* GOAL OF THE EXERCISE *
Copy out the following passage about Slenderman and the Marble Hornets series word for word, in full.

* DOCUMENT SECTION *
****************************************
One group which embraced the series was the Alternative Reality Gaming community – due to the accessible nature of the characters (being able to follow Jay on Twitter for example) and coupled with the cryptic nature of ToTheArk’s videos – which, through some crafty audio/visual decryption can be found to contain secret messages relating to the series. Even to this day, one of the most active sections of the UnFiction forum is the Slenderman Mythos board – started by the Just Another Fool story, bolstered by the Marble Hornets series and then maintained by a number of young pretenders (Tribe Twelve, Everyman Hybrid and other low-budget series).

Marble Hornets is the project which brought Slenderman out of the Something Awful and /x/ 4chan threads and into the wider community.

I feel a strange sense of ownership over Slenderman. Possibly because I've followed the Marble Hornets series from the very start, and watched it grow into an internet phenomenon. I can't say it has always been a wholly enjoyable experience - the creations (such as MH and Slender) which are spawned when people start mucking around with the Slenderman idea are often cack-yo-pants scary, but it has certainly been a ride.

Of course, tall dark figures with elongated limbs, pale skin and eerie movements are disturbingly common in pop culture. Slender is just another in a long-line of terrifying iterations of the same meme:

Some of the examples above are directly influenced by Slenderman (such as the Endermen from Minecraft) whereas others seem to just prey on the same primal fears which, evidently, dwell deep down inside each of us (such as the Silence from Dr Who and the Gentlemen from Buffy). My mind is drawn back to a creepypasta I read a while back, strikingly relevant to this post, so that's how I'll end it, methinks:

Many classic horror icons, such as Geiger’s xenomorphs, Silent Hill’s Pyramid Head, and other disturbing creatures, share common characteristics. Pale skin, dark, sunken eyes, elongated faces, sharp teeth, and the like. These images inspire horror and revulsion in many, and with good reason. The characteristics shared by these faces are imprinted in the human mind.
****************************************
* RECORD SET *
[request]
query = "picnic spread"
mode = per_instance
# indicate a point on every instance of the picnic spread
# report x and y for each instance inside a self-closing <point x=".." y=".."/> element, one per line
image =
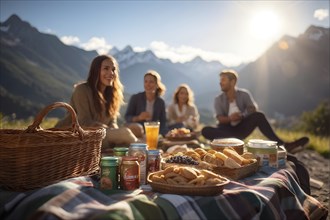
<point x="221" y="182"/>
<point x="268" y="194"/>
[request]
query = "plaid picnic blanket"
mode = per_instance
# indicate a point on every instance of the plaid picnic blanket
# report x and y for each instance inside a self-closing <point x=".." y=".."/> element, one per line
<point x="269" y="194"/>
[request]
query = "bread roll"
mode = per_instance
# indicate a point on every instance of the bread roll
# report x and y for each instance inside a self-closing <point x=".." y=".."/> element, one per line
<point x="234" y="155"/>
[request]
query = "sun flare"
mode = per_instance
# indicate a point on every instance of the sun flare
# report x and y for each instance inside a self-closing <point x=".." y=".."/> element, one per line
<point x="265" y="25"/>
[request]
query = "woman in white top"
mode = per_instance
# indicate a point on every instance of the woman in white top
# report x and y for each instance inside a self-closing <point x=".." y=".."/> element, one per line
<point x="183" y="113"/>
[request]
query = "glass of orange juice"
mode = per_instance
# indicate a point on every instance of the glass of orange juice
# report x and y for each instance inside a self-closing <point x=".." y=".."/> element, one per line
<point x="152" y="132"/>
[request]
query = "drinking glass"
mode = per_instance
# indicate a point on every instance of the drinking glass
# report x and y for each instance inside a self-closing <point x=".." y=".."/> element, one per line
<point x="152" y="132"/>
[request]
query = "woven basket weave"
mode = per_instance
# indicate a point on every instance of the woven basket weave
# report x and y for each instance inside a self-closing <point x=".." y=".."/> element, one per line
<point x="35" y="158"/>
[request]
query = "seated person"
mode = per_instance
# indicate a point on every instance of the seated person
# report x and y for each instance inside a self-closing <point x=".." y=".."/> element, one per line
<point x="183" y="113"/>
<point x="147" y="105"/>
<point x="97" y="101"/>
<point x="237" y="114"/>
****************************************
* FULL SOLUTION *
One group which embraced the series was the Alternative Reality Gaming community – due to the accessible nature of the characters (being able to follow Jay on Twitter for example) and coupled with the cryptic nature of ToTheArk’s videos – which, through some crafty audio/visual decryption can be found to contain secret messages relating to the series. Even to this day, one of the most active sections of the UnFiction forum is the Slenderman Mythos board – started by the Just Another Fool story, bolstered by the Marble Hornets series and then maintained by a number of young pretenders (Tribe Twelve, Everyman Hybrid and other low-budget series).

Marble Hornets is the project which brought Slenderman out of the Something Awful and /x/ 4chan threads and into the wider community.

I feel a strange sense of ownership over Slenderman. Possibly because I've followed the Marble Hornets series from the very start, and watched it grow into an internet phenomenon. I can't say it has always been a wholly enjoyable experience - the creations (such as MH and Slender) which are spawned when people start mucking around with the Slenderman idea are often cack-yo-pants scary, but it has certainly been a ride.

Of course, tall dark figures with elongated limbs, pale skin and eerie movements are disturbingly common in pop culture. Slender is just another in a long-line of terrifying iterations of the same meme:

Some of the examples above are directly influenced by Slenderman (such as the Endermen from Minecraft) whereas others seem to just prey on the same primal fears which, evidently, dwell deep down inside each of us (such as the Silence from Dr Who and the Gentlemen from Buffy). My mind is drawn back to a creepypasta I read a while back, strikingly relevant to this post, so that's how I'll end it, methinks:

Many classic horror icons, such as Geiger’s xenomorphs, Silent Hill’s Pyramid Head, and other disturbing creatures, share common characteristics. Pale skin, dark, sunken eyes, elongated faces, sharp teeth, and the like. These images inspire horror and revulsion in many, and with good reason. The characteristics shared by these faces are imprinted in the human mind.